What the task requires: Revise the items that follow by replacing "locate" with "find" wherever it occurs, leaving everything else unchanged.

Given data:
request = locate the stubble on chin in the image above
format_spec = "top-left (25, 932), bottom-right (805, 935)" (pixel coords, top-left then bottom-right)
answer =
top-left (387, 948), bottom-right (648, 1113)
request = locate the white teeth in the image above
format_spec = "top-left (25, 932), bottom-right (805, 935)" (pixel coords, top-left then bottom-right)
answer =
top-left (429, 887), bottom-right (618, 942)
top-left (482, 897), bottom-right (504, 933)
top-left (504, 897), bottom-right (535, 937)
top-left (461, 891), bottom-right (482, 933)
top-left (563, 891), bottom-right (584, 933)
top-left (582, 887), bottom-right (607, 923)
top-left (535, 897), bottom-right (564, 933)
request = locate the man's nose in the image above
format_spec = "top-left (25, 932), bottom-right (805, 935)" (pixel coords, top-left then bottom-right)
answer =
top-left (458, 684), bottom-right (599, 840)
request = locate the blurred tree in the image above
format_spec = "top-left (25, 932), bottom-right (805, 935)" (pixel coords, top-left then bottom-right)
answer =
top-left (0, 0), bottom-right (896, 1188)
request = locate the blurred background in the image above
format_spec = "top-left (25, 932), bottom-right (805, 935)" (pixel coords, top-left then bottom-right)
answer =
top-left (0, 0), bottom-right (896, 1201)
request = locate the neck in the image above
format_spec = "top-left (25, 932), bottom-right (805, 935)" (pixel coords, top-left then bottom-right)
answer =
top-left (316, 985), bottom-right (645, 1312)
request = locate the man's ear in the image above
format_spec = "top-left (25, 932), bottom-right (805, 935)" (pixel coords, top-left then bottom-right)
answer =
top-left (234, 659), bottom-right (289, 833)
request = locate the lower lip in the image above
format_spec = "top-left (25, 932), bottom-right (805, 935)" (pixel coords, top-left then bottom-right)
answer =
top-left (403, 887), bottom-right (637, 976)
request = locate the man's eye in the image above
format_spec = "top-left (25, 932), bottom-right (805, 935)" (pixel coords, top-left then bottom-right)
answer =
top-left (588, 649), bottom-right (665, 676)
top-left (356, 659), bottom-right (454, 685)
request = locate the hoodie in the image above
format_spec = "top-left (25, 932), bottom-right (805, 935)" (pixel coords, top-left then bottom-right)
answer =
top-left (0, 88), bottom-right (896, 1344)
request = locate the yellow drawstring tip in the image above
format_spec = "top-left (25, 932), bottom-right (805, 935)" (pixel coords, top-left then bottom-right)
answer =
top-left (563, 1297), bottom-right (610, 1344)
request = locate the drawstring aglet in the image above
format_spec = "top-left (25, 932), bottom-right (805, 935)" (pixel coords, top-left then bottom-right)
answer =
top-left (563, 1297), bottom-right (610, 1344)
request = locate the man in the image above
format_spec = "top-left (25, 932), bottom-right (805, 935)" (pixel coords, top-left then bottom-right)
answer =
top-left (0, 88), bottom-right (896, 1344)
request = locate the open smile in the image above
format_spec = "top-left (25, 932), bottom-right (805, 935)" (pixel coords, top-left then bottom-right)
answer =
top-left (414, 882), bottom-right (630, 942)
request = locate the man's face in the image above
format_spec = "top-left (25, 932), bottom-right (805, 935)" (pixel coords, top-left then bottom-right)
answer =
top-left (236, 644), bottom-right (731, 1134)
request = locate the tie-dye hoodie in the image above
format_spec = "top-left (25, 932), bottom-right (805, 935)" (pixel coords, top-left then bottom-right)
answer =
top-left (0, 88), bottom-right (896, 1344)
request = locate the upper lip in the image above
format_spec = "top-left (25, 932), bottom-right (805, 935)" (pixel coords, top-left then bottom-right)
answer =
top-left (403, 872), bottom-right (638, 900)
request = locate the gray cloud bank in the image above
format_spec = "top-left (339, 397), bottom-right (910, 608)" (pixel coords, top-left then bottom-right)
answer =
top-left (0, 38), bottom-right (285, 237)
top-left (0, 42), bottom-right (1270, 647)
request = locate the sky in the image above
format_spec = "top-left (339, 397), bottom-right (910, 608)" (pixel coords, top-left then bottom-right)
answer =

Correct answer:
request = find the stubble on chin in the image above
format_spec = "top-left (25, 932), bottom-right (805, 935)" (pixel coords, top-left then bottom-right)
answer =
top-left (387, 948), bottom-right (648, 1113)
request = find the white teeth in the image above
format_spec = "top-left (25, 932), bottom-right (805, 935)" (pixel coords, top-left then bottom-right)
answer =
top-left (429, 887), bottom-right (618, 942)
top-left (482, 897), bottom-right (504, 933)
top-left (504, 897), bottom-right (535, 937)
top-left (461, 891), bottom-right (482, 933)
top-left (563, 891), bottom-right (584, 933)
top-left (582, 887), bottom-right (607, 923)
top-left (535, 897), bottom-right (564, 933)
request = find the man's nose in the image above
format_spec = "top-left (25, 932), bottom-right (805, 935)" (pixel coords, top-left then bottom-right)
answer =
top-left (458, 684), bottom-right (599, 840)
request = find the blurred tree in the image above
format_spec = "top-left (25, 932), bottom-right (805, 935)" (pixel coords, top-left then bottom-right)
answer =
top-left (0, 0), bottom-right (896, 1188)
request = find the blurred background in the image above
format_spec = "top-left (25, 932), bottom-right (805, 935)" (pixel coords, top-left then bottom-right)
answer =
top-left (0, 0), bottom-right (896, 1201)
request = find the neck in the image above
format_spec = "top-left (25, 932), bottom-right (805, 935)" (pixel coords, top-left then bottom-right)
answer =
top-left (316, 985), bottom-right (645, 1312)
request = find the man's ear in the image above
format_spec = "top-left (25, 932), bottom-right (805, 935)" (pixel coords, top-left then bottom-right)
answer =
top-left (234, 659), bottom-right (289, 833)
request = find the lower lip in the image above
format_spec = "top-left (25, 932), bottom-right (805, 935)" (pixel coords, top-left then bottom-right)
answer =
top-left (403, 887), bottom-right (637, 976)
request = find the man's eye in the image above
format_spec = "top-left (25, 932), bottom-right (805, 935)" (pixel coords, top-left then bottom-right)
answer =
top-left (588, 649), bottom-right (665, 676)
top-left (356, 659), bottom-right (454, 685)
request = find the hoodie in the image above
format_spec = "top-left (25, 932), bottom-right (805, 935)" (pixel coords, top-left then bottom-right)
answer =
top-left (0, 88), bottom-right (896, 1344)
request = find the yellow drawstring tip in the image above
format_spec = "top-left (25, 932), bottom-right (805, 935)" (pixel coords, top-left then bottom-right)
answer =
top-left (563, 1297), bottom-right (610, 1344)
request = find the drawstring aglet in the image above
format_spec = "top-left (25, 932), bottom-right (805, 935)" (pixel coords, top-left then bottom-right)
answer =
top-left (563, 1297), bottom-right (610, 1344)
request = find the man in the image above
format_spec = "top-left (25, 932), bottom-right (805, 935)" (pixel coords, top-left then bottom-right)
answer =
top-left (0, 88), bottom-right (896, 1344)
request = find the open smile in the image above
format_spec = "top-left (25, 932), bottom-right (805, 935)" (pixel coords, top-left then bottom-right)
answer =
top-left (414, 882), bottom-right (630, 942)
request = find the man's face in the image above
format_spec = "top-left (25, 932), bottom-right (805, 935)" (pixel coords, top-left then bottom-right)
answer =
top-left (236, 644), bottom-right (731, 1134)
request = find the tie-dye hoodie in the image above
format_spec = "top-left (25, 932), bottom-right (805, 935)" (pixel coords, top-left then bottom-right)
answer =
top-left (0, 88), bottom-right (896, 1344)
request = find the upper lip in the image above
format_spec = "top-left (25, 932), bottom-right (805, 935)" (pixel coords, top-left then bottom-right)
answer =
top-left (403, 872), bottom-right (638, 900)
request = find the gray cloud bank in the image above
format_spec = "top-left (339, 397), bottom-right (910, 608)" (pixel coords, top-left then bottom-right)
answer =
top-left (0, 38), bottom-right (285, 237)
top-left (0, 42), bottom-right (1270, 647)
request = find the sky in the image above
format_spec = "top-left (339, 397), bottom-right (910, 608)" (pixel coords, top-left then bottom-right)
answer =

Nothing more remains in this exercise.